- **Stated goal 1**
In the passage on derivative hedging, how long are FES maximum hedge terms typically?

FES and the Companies account for derivative instruments on their Consolidated Balance Sheets at their fair value unless they meet the normal purchase and normal sales criteria. Derivatives that meet that criteria are accounted for using traditional accrual accounting. The changes in the fair value of derivative instruments that do not meet the normal purchase and normal sales criteria are recorded as other expense, as AOCL, or as part of the value of the hedged item, depending on whether or not it is designated as part of a hedge transaction, the nature of the hedge transaction and hedge effectiveness.

FES hedges anticipated transactions using cash flow hedges. Such transactions include hedges of anticipated electricity and natural gas purchases. FES maximum hedge terms are typically two years. The effective portion of such hedges are initially recorded in equity as other comprehensive income or loss and are subsequently included in net income as the underlying hedged commodities are delivered. Gains and losses from any ineffective portion of cash flow hedges are included directly in earnings. The ineffective portion of cash flow hedge was immaterial during this period.

FES net deferred losses of $16 million included in AOCL as of December 31, 2007, for derivative hedging activity, as compared to $10 million as of December 31, 2006, resulted from a net $14 million increase related to current hedging activity and an $8 million decrease due to net hedge losses reclassified to earnings during 2007. Based on current estimates, approximately $15 million (after tax) of the net deferred losses on derivative instruments in AOCL as of December 31, 2007 is expected to be reclassified to earnings during the next twelve months as hedged transactions occur. The fair value of these derivative instruments fluctuate from period to period based on various market factors.

LEASES

FES and the Companies lease certain generating facilities, office space and other property and equipment under cancelable and noncancelable leases.

- **Information supplied**
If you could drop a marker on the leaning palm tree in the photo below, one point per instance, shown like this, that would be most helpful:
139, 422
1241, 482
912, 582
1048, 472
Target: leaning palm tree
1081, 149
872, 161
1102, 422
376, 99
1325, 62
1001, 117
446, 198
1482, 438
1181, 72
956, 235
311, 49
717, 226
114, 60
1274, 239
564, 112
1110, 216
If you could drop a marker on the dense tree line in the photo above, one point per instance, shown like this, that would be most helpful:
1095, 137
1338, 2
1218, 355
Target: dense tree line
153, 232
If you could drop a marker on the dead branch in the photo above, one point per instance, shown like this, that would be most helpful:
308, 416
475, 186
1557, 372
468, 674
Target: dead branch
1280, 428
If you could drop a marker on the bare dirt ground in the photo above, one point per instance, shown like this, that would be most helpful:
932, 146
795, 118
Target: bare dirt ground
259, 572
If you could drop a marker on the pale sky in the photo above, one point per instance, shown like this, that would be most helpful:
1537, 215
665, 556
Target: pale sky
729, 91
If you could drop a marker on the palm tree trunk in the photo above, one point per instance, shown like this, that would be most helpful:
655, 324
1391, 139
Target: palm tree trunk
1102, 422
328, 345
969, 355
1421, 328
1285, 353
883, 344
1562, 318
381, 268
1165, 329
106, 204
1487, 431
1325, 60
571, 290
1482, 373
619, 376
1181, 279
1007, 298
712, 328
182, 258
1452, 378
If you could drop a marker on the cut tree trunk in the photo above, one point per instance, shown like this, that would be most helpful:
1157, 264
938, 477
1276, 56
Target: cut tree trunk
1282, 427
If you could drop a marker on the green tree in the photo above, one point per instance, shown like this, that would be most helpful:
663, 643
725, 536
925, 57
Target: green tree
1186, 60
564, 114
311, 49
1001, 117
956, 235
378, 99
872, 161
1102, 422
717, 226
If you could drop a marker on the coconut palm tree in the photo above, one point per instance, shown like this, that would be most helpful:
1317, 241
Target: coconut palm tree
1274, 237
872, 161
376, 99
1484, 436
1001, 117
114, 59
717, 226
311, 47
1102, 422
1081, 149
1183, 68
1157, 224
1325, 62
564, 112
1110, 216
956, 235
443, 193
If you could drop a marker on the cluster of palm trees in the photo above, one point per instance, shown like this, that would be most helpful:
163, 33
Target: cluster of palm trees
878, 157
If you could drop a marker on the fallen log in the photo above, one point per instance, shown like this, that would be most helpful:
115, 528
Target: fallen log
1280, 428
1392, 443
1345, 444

- **Stated goal 2**
Please rewrite the stretch of the listing from the line containing "If you could drop a marker on the fallen" through the end of the listing as a numbered list, leaving out blank lines.

- **Correct answer 1**
Typically two years.

- **Correct answer 2**
1. If you could drop a marker on the fallen log in the photo above, one point per instance, shown like this, that would be most helpful:
2. 115, 528
3. Target: fallen log
4. 1280, 428
5. 1392, 443
6. 1345, 444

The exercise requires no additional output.